Tasks to complete ▸
• 1. In the sexual health passage below, translate this sentence into Spanish: "Arousal is different than desire, because your body can become sexually excited when you do not want to have sex."
• 2. Return the portion of the sexual health passage below from "There’s no wrong" up to and including "muscles feel tense.".

Passage shown ▸
+ + + + +

They’ll probably ask some follow-up questions. This is also your chance to ask any questions you have about birth control, STIs and sexual health. It may feel awkward to talk about sex at first. That’s normal. But it’s important to be open and honest with your health care provider. Remember: They want you to be healthy, and that includes learning about sex.

Even though masturbation counts as a sex act, it carries no risk of STIs or pregnancy. This means you don’t need to tell your health care provider about it.

People have sex for lots of reasons. Here are some common ones:

  • Pleasure
  • Intimacy
  • To relax
  • To have fun
  • Because they’re turned on
  • Curiosity
  • To please a partner
  • To feel good about themselves/for self-esteem
  • If they feel pressured by their partner
  • If they feel pressured by their friends or peers
  • To have a baby

There’s no wrong reason to have sex if you want to, but you should never feel that you have to. It is healthy to think about your reasons for having sex though, especially if it’s the first time you’re having sex or the first time with someone new. Check out 5 questions we recommend you ask yourself before sex here.

Being sexually aroused or excited (aka turned on) can feel different to different people. But generally, bodies go through some common processes. Here are some physical signs you may be turned on:

  • Your heart beats faster.
  • You breathe faster.
  • Your muscles feel tense.
  • Flushing of your face or skin, or feeling flushed.
  • Your nipples might harden and feel extra sensitive.
  • The blood flow to your genitals increases. In people with a vagina, this can make their clitoris and/or labia minora look puffy or feel extra sensitive. In people with a penis, this gives them an erection.
  • If you have a vagina, it begins to make vaginal lubrication. You may feel wet down there.
  • You probably can’t tell, but the vagina lengthens.
  • If you have a penis, the testes become a bit bigger and the scrotum tightens.
  • If you have a penis, it may release some natural lubrication (pre-come).

Other signs:

  • You’re thinking about sex or something you find sexy.
  • You’re thinking about a particular person or body part you find attractive.
  • If you have a vagina, you may feel a “tingly” feeling around your vulva or in your clitoris. Some people say this feels like they have to pee.

Feeling turned on doesn’t necessarily mean that you want to have sex or are ready to have sex. You can enjoy the feeling of  arousal without acting on it. You may feel turned on but only be comfortable having sex by yourself (masturbating).

Arousal is different than desire, because your body can become sexually excited when you do not want to have sex. This is completely normal. Having an erection or feeling wet does NOT necessarily mean that someone wants to have sex. These physical changes are NOT consent.

An orgasm is often considered the “climax” of sexual pleasure. Every body is different, which means people experience orgasms in lots of different ways. However, there are some ways orgasms are similar. When someone has an orgasm (or comes), their heartbeat gets faster, their blood pressure rises, and they breathe quicker. Sometimes, people have muscle spasms in their feet or hands. If you have a vagina, the muscles in your vagina and uterus rhythmically contract. If you have a vagina, you may also release fluid. This is called female ejaculation (or squirting). If you have a penis, muscles at the base of the penis contract, forcing semen out of the penis. This is called ejaculation.

During an orgasm, you may feel a sudden, intense release of tension. Some people have an urge to cry out or yell. The brain releases a flood of feel-good chemicals including oxytocin, serotonin and norepinephrine.

Afterward, you may feel happy, relaxed and/or sleepy. People with penises and some people with vaginas have a refractory period where they cannot have an orgasm. Some (but not all!) people who have vaginas can have multiple orgasms very close to each other.

This information is not intended to provide medical advice, professional diagnosis, opinion, treatment or services, only general information for education purposes only.

+ + + + +

Excerpted data ▸
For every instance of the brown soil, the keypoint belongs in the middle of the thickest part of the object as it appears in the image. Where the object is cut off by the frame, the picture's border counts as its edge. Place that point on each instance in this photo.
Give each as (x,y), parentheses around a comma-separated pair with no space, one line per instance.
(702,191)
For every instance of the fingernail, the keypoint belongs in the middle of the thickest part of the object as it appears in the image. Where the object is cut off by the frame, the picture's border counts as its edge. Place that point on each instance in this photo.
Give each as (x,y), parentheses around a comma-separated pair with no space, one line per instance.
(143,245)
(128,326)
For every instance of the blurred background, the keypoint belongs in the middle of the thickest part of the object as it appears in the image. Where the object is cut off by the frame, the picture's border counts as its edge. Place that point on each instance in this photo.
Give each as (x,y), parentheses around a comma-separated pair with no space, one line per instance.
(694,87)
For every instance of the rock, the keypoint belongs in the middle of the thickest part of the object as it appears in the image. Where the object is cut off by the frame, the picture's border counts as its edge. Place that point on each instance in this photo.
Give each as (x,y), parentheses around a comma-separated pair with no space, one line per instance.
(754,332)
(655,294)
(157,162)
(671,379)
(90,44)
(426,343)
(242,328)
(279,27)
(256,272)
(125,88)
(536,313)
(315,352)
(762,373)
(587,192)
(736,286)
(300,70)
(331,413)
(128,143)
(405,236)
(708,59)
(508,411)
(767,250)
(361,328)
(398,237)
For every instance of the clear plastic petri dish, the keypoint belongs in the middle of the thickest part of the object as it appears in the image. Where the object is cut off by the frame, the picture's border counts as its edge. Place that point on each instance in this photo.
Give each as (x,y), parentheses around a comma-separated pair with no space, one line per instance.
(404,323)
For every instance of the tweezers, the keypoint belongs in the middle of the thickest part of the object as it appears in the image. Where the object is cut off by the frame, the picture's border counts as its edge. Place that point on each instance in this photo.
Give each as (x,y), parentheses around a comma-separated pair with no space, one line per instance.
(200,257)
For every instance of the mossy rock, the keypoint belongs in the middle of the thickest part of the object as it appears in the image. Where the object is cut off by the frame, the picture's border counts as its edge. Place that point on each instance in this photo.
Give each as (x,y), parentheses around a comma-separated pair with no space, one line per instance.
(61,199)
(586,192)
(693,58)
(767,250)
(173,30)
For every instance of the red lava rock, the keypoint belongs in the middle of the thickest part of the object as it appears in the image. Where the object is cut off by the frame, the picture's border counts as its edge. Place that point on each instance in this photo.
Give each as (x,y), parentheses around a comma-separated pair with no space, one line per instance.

+ + + + +

Answers by item number ▸
• 1. La excitación es diferente del deseo, porque tu cuerpo puede excitarse sexualmente cuando no quieres tener relaciones sexuales.

• 2.
There’s no wrong reason to have sex if you want to, but you should never feel that you have to. It is healthy to think about your reasons for having sex though, especially if it’s the first time you’re having sex or the first time with someone new. Check out 5 questions we recommend you ask yourself before sex here.

Being sexually aroused or excited (aka turned on) can feel different to different people. But generally, bodies go through some common processes. Here are some physical signs you may be turned on:

  • Your heart beats faster.
  • You breathe faster.
  • Your muscles feel tense.